» GIVEN TEXT:
Chapter 1: Physics Simulation with Gazebo
Learning Objectives
- Understand why simulation is essential for robotics development
- Install and configure Gazebo Fortress
- Create robot models using URDF and SDF
- Spawn and control robots in simulated environments
- Add physics properties and constraints
1.1 Why Simulation?
The Reality of Robot Development
Problem: Physical robots are:
- Expensive: $50,000 - $1,000,000+ for humanoids
- Dangerous: A malfunctioning humanoid can cause serious injury
- Slow: Each test requires setup, deployment, and reset
- Limited: Can't test extreme scenarios (falling, collisions
)
Solution: Validate algorithms in simulation first, then deploy to hardware.
Simulation Benefits
| Aspect | Simulation | Physical Robot |
|---|---|---|
| Cost | Free | $$$$ |
| Safety | Perfectly safe | Can damage robot/environment |
| Iteration Speed | Seconds | Minutes to hours |
| Parallelization | Run 1000 instances | Limited by hardware |
| Scenarios | Any imaginable | Limited by lab |
| Debugging | Full state access | Limited sensors |
The Sim-to-Real Gap
Simulation is not perfect:
- Physics: Simplified contact models
- Sensors: Noise models are approximations
- Actuators: Ideal vs. real motor dynamics
Solution: Domain randomization and careful calibration minimize the gap.
1.2 Gazebo Architecture
Gazebo Classic vs. Gazebo (Ignition/Fortress)
We use Gazebo Fortress (also called Ignition Gazebo):
- Modern architecture
- Better performance
- Improved rendering (Ogre 2)
- Plugins for ROS 2 integration
Installation
# Install Gazebo Fortress
sudo apt-get update
sudo apt-get install ros-humble-ros-gz
# Verify installation
gz sim --version
Architecture
┌──────────────┐
│ Gazebo GUI │ ← Visualization
└──────┬───────┘
│
┌──────▼───────┐
│ Gazebo Server│ ← Physics engine
│ (gz sim) │
└──────┬───────┘
│
┌───▼───┐
│ PhysX │ ← Contact dynamics
└───────┘
1.3 Creating World Files
SDF (Simulation Description Format)

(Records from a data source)

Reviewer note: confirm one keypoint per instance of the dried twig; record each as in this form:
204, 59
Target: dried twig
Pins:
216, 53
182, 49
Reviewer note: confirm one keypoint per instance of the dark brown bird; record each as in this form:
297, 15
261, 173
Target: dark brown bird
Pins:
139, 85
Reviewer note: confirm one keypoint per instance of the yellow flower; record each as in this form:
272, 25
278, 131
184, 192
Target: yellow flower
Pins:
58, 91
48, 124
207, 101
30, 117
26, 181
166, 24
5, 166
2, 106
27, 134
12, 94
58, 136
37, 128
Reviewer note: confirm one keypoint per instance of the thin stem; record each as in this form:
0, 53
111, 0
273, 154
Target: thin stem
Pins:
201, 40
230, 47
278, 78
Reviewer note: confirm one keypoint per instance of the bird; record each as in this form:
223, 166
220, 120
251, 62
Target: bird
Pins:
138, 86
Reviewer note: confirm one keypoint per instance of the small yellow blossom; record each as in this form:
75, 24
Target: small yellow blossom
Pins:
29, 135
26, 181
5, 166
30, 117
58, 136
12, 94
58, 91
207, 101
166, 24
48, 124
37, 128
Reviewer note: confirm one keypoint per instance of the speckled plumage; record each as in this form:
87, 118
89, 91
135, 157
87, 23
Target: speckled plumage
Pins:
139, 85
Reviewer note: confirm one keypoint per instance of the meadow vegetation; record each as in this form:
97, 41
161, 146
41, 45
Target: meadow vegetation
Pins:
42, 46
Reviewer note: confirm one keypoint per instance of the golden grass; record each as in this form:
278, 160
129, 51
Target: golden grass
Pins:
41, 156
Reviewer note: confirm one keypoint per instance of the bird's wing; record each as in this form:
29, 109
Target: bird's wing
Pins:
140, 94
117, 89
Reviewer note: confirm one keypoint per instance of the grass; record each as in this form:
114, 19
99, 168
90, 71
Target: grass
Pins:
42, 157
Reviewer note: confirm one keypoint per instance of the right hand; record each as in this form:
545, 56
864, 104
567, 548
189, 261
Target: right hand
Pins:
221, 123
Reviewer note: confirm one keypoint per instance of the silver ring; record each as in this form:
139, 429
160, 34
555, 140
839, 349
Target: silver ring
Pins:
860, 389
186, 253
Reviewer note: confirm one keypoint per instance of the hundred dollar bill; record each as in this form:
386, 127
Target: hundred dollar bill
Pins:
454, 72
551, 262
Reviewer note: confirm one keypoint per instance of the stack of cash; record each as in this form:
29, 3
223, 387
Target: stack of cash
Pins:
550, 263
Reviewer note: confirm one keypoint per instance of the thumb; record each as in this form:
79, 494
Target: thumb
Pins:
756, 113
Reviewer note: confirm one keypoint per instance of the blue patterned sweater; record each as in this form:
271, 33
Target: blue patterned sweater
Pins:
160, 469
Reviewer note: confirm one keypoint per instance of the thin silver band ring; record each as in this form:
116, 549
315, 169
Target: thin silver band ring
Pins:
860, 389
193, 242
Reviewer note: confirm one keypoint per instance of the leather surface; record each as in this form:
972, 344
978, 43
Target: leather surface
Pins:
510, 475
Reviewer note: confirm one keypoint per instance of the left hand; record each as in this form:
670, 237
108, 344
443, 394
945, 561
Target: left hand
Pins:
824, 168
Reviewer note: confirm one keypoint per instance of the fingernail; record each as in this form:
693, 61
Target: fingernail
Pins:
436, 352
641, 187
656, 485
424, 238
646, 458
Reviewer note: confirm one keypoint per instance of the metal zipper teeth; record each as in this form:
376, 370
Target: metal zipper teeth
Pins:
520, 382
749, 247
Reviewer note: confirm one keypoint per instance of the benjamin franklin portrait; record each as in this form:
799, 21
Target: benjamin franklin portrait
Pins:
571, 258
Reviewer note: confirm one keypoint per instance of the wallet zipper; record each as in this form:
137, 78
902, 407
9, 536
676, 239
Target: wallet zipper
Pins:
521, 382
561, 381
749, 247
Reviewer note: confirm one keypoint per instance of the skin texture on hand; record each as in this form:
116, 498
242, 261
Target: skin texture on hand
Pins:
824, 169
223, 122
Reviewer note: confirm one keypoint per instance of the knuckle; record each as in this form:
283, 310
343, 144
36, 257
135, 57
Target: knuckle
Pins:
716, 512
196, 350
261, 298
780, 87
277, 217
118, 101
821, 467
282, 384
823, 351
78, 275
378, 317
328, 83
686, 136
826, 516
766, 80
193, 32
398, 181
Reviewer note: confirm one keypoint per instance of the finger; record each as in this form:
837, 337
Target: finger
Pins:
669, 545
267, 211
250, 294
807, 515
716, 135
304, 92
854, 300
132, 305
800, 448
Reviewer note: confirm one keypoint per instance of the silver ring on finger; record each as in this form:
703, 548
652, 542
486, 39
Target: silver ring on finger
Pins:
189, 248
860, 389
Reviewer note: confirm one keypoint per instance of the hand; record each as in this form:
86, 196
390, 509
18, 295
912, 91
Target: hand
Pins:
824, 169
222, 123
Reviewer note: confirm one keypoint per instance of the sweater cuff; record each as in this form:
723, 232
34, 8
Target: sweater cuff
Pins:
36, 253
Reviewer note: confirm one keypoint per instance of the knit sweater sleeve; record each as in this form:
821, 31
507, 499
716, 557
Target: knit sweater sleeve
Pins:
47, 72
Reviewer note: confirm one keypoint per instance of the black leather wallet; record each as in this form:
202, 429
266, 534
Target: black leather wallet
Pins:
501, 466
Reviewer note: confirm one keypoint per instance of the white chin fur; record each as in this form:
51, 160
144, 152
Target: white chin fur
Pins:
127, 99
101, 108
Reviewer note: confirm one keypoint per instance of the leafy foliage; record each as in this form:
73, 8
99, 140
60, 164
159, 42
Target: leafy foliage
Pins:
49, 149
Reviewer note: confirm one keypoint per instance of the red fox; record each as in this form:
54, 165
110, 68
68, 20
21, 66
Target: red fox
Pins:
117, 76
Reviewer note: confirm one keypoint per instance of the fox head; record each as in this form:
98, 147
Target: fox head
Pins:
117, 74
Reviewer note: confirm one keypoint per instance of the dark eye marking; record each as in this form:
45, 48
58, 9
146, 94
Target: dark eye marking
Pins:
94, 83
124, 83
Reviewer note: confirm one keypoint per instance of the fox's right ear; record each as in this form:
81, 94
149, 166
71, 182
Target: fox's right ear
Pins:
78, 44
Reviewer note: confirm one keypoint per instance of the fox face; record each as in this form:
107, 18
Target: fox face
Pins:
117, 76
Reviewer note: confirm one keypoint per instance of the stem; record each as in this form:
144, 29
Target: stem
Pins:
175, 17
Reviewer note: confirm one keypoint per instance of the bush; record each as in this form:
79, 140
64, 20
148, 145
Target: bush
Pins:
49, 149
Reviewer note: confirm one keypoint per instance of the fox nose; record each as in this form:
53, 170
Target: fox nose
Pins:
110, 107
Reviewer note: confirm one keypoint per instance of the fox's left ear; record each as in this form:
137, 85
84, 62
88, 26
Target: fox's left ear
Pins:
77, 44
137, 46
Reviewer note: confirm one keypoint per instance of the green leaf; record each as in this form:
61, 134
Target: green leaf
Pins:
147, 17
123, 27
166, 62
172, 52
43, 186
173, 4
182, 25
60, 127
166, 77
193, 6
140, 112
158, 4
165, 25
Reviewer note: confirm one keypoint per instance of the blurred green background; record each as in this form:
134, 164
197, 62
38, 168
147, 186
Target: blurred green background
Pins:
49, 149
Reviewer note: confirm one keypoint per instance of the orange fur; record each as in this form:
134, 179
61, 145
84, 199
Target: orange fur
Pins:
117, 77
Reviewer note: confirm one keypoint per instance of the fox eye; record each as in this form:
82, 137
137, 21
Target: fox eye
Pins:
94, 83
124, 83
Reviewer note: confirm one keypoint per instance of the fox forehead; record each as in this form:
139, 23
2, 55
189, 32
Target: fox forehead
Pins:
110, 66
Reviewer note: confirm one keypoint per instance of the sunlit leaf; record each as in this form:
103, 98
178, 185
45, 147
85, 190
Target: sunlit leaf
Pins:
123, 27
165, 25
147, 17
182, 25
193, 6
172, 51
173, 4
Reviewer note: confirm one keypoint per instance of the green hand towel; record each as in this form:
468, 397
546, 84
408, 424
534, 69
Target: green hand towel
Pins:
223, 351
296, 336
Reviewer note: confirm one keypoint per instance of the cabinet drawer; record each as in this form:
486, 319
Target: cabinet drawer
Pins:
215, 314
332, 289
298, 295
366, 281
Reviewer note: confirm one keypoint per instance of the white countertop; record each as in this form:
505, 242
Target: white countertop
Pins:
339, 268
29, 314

» DO THIS: From the Gazebo simulation chapter, return the part that opens with the words containing "1.2 Gazebo Architecture" and closes with "rendering (Ogre 2)", copied word for word. These records were taken from a separate source.

» THE SOLUTION:
1.2 Gazebo Architecture
Gazebo Classic vs. Gazebo (Ignition/Fortress)
We use Gazebo Fortress (also called Ignition Gazebo):
- Modern architecture
- Better performance
- Improved rendering (Ogre 2)